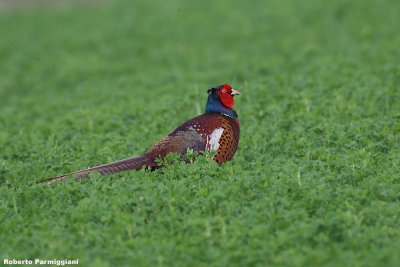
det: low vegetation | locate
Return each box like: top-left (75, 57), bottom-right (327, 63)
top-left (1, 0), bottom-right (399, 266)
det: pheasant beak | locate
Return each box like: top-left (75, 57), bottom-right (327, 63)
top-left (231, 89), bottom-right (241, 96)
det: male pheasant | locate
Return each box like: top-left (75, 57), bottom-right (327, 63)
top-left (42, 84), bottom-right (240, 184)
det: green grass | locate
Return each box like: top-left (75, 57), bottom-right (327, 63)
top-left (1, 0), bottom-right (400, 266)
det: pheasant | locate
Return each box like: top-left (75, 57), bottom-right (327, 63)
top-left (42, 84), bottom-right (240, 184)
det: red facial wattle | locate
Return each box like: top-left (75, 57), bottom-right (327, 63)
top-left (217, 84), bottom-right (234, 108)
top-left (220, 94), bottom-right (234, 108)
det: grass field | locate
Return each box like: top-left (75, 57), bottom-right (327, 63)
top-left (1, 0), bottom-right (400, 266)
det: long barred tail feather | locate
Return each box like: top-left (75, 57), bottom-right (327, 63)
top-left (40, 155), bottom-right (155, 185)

....

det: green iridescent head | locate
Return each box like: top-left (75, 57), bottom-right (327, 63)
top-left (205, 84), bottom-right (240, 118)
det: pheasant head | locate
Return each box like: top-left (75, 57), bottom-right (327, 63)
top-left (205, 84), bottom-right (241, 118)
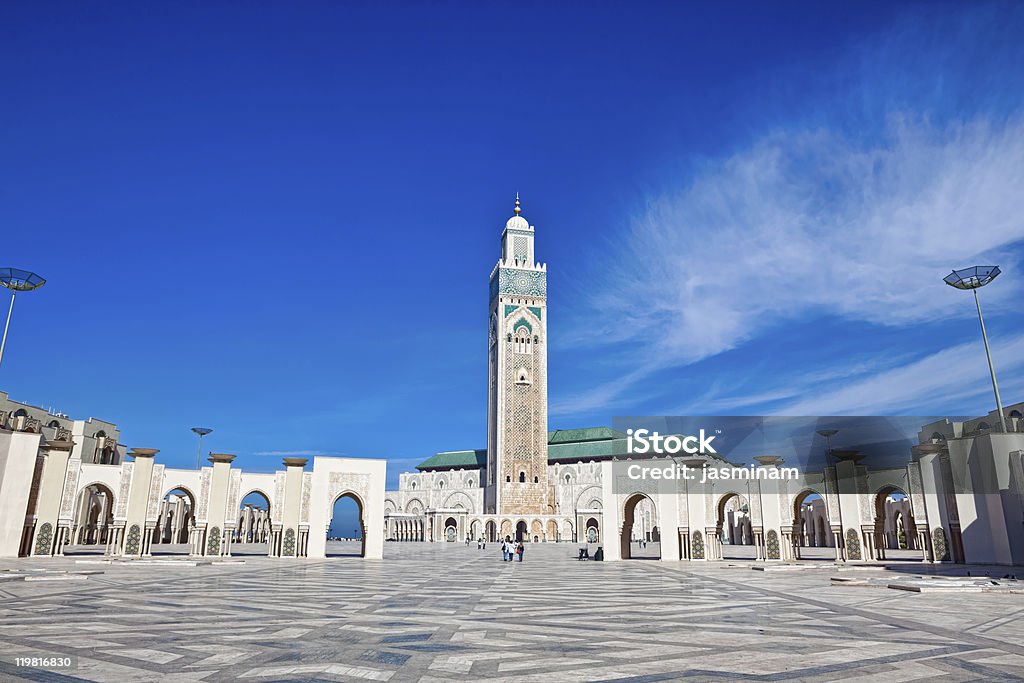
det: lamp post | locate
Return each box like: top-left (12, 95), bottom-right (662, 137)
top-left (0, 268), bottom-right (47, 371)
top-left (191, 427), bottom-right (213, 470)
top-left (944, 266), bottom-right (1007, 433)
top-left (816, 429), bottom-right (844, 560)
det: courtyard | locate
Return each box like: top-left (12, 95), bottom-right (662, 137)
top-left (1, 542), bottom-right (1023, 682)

....

> [WHAT YOU ARE ASKED TO DO]
Using the entries above, return exactly the lines from the line with "det: low vegetation | locate" to the line with "det: pheasant | locate", counting both of those lines.

> [TASK SOLUTION]
det: low vegetation | locate
Return each box like: top-left (75, 57), bottom-right (327, 63)
top-left (1, 0), bottom-right (399, 266)
det: pheasant beak | locate
Return each box like: top-left (75, 57), bottom-right (327, 63)
top-left (231, 89), bottom-right (241, 96)
det: male pheasant | locate
Return each box like: top-left (75, 57), bottom-right (327, 63)
top-left (42, 84), bottom-right (240, 184)
det: green grass | locate
Return each box like: top-left (75, 57), bottom-right (327, 63)
top-left (1, 0), bottom-right (400, 266)
det: pheasant | locate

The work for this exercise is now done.